Content starts

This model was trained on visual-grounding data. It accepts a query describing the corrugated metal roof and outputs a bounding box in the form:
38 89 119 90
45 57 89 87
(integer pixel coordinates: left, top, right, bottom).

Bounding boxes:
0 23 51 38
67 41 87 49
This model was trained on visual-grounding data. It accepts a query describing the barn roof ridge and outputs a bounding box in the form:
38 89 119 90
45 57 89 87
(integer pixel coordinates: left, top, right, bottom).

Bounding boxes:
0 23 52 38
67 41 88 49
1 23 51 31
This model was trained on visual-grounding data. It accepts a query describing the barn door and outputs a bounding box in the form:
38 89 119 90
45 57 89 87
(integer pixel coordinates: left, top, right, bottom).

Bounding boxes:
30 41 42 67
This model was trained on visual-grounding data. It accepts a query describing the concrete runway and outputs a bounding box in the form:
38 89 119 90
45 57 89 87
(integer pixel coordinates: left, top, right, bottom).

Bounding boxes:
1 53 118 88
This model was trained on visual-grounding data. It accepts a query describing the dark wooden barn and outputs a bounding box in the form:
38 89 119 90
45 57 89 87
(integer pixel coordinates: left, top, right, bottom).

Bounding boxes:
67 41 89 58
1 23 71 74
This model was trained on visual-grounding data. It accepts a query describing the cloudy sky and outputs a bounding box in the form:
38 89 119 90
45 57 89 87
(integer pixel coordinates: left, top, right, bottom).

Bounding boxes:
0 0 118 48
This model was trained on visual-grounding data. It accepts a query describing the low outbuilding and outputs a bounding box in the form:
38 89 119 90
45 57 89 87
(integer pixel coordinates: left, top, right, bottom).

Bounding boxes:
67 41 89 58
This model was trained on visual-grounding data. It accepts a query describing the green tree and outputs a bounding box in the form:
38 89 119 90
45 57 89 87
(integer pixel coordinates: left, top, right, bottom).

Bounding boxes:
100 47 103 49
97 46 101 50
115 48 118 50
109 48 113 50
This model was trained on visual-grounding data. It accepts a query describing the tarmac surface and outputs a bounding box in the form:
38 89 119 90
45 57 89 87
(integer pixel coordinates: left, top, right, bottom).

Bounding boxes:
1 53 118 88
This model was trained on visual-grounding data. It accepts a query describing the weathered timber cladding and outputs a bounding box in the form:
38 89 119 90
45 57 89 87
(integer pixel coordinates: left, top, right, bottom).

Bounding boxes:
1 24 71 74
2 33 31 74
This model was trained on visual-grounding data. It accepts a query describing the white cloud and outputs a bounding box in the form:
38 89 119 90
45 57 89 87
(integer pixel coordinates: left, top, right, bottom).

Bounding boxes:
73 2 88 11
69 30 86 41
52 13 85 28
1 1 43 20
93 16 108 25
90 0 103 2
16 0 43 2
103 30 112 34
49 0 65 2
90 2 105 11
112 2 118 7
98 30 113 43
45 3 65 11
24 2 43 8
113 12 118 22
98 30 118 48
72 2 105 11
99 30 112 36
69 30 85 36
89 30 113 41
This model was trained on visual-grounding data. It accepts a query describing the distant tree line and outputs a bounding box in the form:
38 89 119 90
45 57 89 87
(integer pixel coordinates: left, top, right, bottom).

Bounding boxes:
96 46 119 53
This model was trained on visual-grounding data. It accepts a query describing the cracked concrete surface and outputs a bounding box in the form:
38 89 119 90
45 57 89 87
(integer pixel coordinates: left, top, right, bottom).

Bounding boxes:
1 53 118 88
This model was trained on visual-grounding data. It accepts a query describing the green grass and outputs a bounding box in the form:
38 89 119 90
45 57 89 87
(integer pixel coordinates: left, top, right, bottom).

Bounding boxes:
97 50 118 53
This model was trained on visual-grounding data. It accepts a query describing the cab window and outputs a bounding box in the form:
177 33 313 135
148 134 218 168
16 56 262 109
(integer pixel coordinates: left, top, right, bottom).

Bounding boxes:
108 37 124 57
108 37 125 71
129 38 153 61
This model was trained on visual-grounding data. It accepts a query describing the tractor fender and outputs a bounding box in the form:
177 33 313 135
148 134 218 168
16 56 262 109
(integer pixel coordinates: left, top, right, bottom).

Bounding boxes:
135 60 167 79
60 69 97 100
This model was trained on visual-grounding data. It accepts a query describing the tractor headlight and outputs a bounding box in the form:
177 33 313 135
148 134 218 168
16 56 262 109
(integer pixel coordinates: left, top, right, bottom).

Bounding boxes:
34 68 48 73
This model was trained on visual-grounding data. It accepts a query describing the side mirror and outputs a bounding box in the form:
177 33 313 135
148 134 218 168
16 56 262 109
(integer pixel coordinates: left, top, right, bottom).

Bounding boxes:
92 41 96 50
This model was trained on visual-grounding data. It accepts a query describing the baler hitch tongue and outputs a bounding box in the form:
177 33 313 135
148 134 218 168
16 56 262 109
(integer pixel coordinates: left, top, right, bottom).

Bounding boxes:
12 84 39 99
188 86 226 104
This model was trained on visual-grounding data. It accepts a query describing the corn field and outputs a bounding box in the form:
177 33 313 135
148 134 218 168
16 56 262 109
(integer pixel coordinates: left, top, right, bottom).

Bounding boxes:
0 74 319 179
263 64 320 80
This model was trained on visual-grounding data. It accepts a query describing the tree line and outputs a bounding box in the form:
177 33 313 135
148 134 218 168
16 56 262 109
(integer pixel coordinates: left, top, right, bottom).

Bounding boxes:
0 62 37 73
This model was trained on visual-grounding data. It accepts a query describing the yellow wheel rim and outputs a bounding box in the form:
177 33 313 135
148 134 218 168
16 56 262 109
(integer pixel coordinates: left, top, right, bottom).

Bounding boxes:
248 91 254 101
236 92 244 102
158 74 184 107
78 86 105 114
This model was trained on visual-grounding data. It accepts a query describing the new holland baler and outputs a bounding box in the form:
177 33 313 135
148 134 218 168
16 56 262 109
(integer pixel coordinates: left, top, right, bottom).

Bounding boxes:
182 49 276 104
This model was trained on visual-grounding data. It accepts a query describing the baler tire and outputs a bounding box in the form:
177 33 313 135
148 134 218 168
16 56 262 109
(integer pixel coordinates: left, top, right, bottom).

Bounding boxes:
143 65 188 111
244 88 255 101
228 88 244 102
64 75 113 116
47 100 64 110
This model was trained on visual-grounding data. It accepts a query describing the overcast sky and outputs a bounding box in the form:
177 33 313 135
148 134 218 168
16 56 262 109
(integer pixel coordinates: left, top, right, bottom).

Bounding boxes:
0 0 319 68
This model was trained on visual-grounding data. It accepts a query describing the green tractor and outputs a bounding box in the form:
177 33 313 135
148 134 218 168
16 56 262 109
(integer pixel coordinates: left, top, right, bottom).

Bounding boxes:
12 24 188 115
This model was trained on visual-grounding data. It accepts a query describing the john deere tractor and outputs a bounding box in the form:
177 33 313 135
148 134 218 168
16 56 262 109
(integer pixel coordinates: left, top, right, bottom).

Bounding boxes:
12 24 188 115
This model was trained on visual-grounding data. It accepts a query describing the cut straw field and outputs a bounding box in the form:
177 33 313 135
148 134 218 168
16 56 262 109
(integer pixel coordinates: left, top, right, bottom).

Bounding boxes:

Content ends

Word for word, repeat the records above.

This model was trained on visual-grounding data. It accepts a query describing the corrugated metal roof and outputs a bounding box in the form:
38 89 119 90
45 57 89 87
(integer pixel coordinates: left, top, right, bottom).

Bounding boxes:
0 23 51 38
67 41 87 49
This model was trained on visual-grounding data. It accepts a query describing the barn roof ridge and outputs a bounding box in the form:
38 89 119 90
45 57 89 87
(integer pixel coordinates: left, top, right, bottom).

Bounding boxes:
0 23 52 38
67 41 88 49
1 23 51 31
This model was trained on visual-grounding data. It accepts a query describing the barn door and outputs a bounding box in the form:
38 89 119 90
45 57 89 87
(integer pixel coordinates: left, top, right, bottom).

Bounding boxes:
30 41 42 67
This model was trained on visual-grounding data. It accepts a query describing the concrete runway and outputs a bounding box in the form:
38 89 119 90
45 57 89 87
(integer pixel coordinates: left, top, right, bottom).

Bounding boxes:
1 53 118 88
This model was trained on visual-grounding data. It accepts a query describing the dark wooden barn and outputs a bounding box in the form:
38 89 119 90
45 57 89 87
(integer pixel coordinates: left, top, right, bottom).

Bounding boxes:
67 41 89 58
1 23 71 74
This model was trained on visual-grounding data. It accepts a query describing the cloudy sky and outputs a bounding box in the form:
38 89 119 90
45 57 89 87
(integer pixel coordinates: left, top, right, bottom).

Bounding boxes:
0 0 118 48
This model was trained on visual-grounding data. It accepts a query describing the low outbuilding and outputs a bounding box in the form:
38 89 119 90
45 57 89 87
(integer pixel coordinates: left, top, right, bottom).

Bounding boxes:
67 41 89 58
This model was trained on visual-grounding data. It accepts a query describing the green tree and outputs a bounding box in the form:
38 89 119 90
45 57 89 87
(integer pixel coordinates: left, top, right, bottom).

Bounding boxes:
100 47 103 49
97 46 101 50
115 48 118 50
109 48 113 50
This model was trained on visual-grounding data. It accepts a query describing the tarmac surface and outputs a bounding box in the form:
38 89 119 90
45 57 89 87
(integer pixel coordinates: left, top, right, bottom).

Bounding boxes:
1 53 118 88
This model was trained on visual-grounding data. It accepts a query describing the weathered timber cladding and outputs a bounding box in the form:
38 89 119 90
45 57 89 87
(integer pixel coordinates: left, top, right, bottom).

Bounding boxes:
1 24 71 74
2 33 31 74
This model was trained on visual-grounding data. It accepts a query describing the white cloud and outputs a bounding box in the form:
38 89 119 90
45 57 89 87
(integer pixel coordinates: left, top, right, bottom).

Bounding boxes:
73 2 88 11
69 30 86 41
52 13 85 28
1 1 43 20
93 16 108 25
90 0 103 2
16 0 43 2
103 30 112 34
49 0 65 2
90 2 105 11
112 2 118 7
98 30 113 43
45 3 65 11
24 2 43 8
113 12 118 22
98 30 118 48
72 2 105 11
99 30 112 36
69 30 85 36
89 30 113 41
This model was trained on visual-grounding data. It accepts a query describing the distant tree line and outputs a bounding box in the form:
38 89 119 90
45 57 89 87
(integer pixel coordinates: left, top, right, bottom).

Bounding boxes:
96 46 119 53
This model was trained on visual-grounding data. It accepts a query describing the cracked concrete surface and outputs a bounding box in the form:
38 89 119 90
45 57 89 87
(integer pixel coordinates: left, top, right, bottom).

Bounding boxes:
1 53 118 88
This model was trained on visual-grounding data. It accepts a query describing the green grass and outputs a bounding box in the form:
38 89 119 90
45 57 89 87
(integer pixel coordinates: left, top, right, bottom).

Bounding boxes:
97 50 118 53
This model was trained on visual-grounding data. It accepts a query describing the cab window and outputs a bounding box in the form:
177 33 313 135
148 134 218 168
16 56 262 109
(integer pixel coordinates: left, top, right, bottom).

Bounding boxes:
108 37 124 57
108 37 125 71
129 38 153 61
This model was trained on visual-grounding data. It accepts a query describing the tractor fender and outputs a bounding box in the form:
177 33 313 135
148 134 218 168
16 56 262 109
(integer pixel coordinates: left, top, right, bottom).

Bounding boxes:
135 60 167 79
60 69 97 100
This model was trained on visual-grounding data. It accepts a query describing the tractor headlight and outputs a bounding box in the form:
177 33 313 135
148 134 218 168
16 56 262 109
(integer pixel coordinates: left, top, right, bottom).

Bounding boxes:
34 68 48 73
This model was trained on visual-grounding data. It accepts a query describing the side mirror and outputs a bounding box in the form:
177 33 313 135
148 134 218 168
16 56 262 109
(integer pixel coordinates: left, top, right, bottom).

Bounding boxes:
92 41 96 50
This model was trained on visual-grounding data. It accepts a query describing the baler hitch tongue and outputs a bounding box in the form:
177 33 313 135
148 134 218 168
16 56 262 109
(integer pixel coordinates: left, top, right, bottom).

Bounding boxes:
12 84 39 99
188 86 226 104
This model was trained on visual-grounding data. It accepts a query describing the corn field and outputs a bounding box in the form:
177 33 313 135
148 134 218 168
16 56 262 109
(integer pixel coordinates: left, top, right, bottom).

Bounding boxes:
0 74 319 179
263 64 320 80
This model was trained on visual-grounding data. It accepts a query describing the tree line and outputs a bounding box in the form:
177 33 313 135
148 134 218 168
16 56 262 109
(integer pixel coordinates: left, top, right, bottom).

Bounding boxes:
0 62 37 73
This model was trained on visual-grounding data. It accepts a query describing the yellow wheel rim and outputs a bounding box in the form:
177 33 313 135
148 134 218 168
16 56 262 109
(integer pixel coordinates: left, top, right, bottom).

Bounding boxes:
248 91 254 101
236 92 244 102
158 74 184 107
78 86 105 114
This model was trained on visual-grounding data. It accepts a query describing the new holland baler and outputs a bounding box in the form:
177 33 313 135
148 134 218 168
16 56 262 109
(integer pixel coordinates: left, top, right, bottom).

Bounding boxes:
182 49 276 104
This model was trained on visual-grounding data. It accepts a query describing the baler tire and outputs a bounding box in the form:
177 33 313 135
148 134 218 168
16 56 262 109
(integer pixel coordinates: left, top, right, bottom).

Bounding boxes:
143 65 188 111
244 88 255 101
228 88 244 102
64 75 113 116
47 100 64 110
This model was trained on visual-grounding data. It accepts a query describing the overcast sky and outputs a bounding box in the form:
177 33 313 135
148 134 218 168
16 56 262 109
(integer pixel coordinates: left, top, right, bottom).

Bounding boxes:
0 0 319 68
This model was trained on visual-grounding data. It accepts a query describing the green tractor and outputs a bounding box in the form:
177 33 313 135
148 134 218 168
16 56 262 109
(integer pixel coordinates: left, top, right, bottom).

Bounding boxes:
12 24 188 115
This model was trained on visual-grounding data. It accepts a query describing the john deere tractor and outputs a bounding box in the form:
177 33 313 135
148 134 218 168
16 56 262 109
(integer pixel coordinates: left, top, right, bottom).

Bounding boxes:
12 24 188 115
This model was trained on visual-grounding data. It accepts a query describing the cut straw field and outputs a bounding box in the form:
177 33 313 135
148 134 218 168
16 56 262 109
(integer pixel coordinates: left, top, right, bottom).

Bounding boxes:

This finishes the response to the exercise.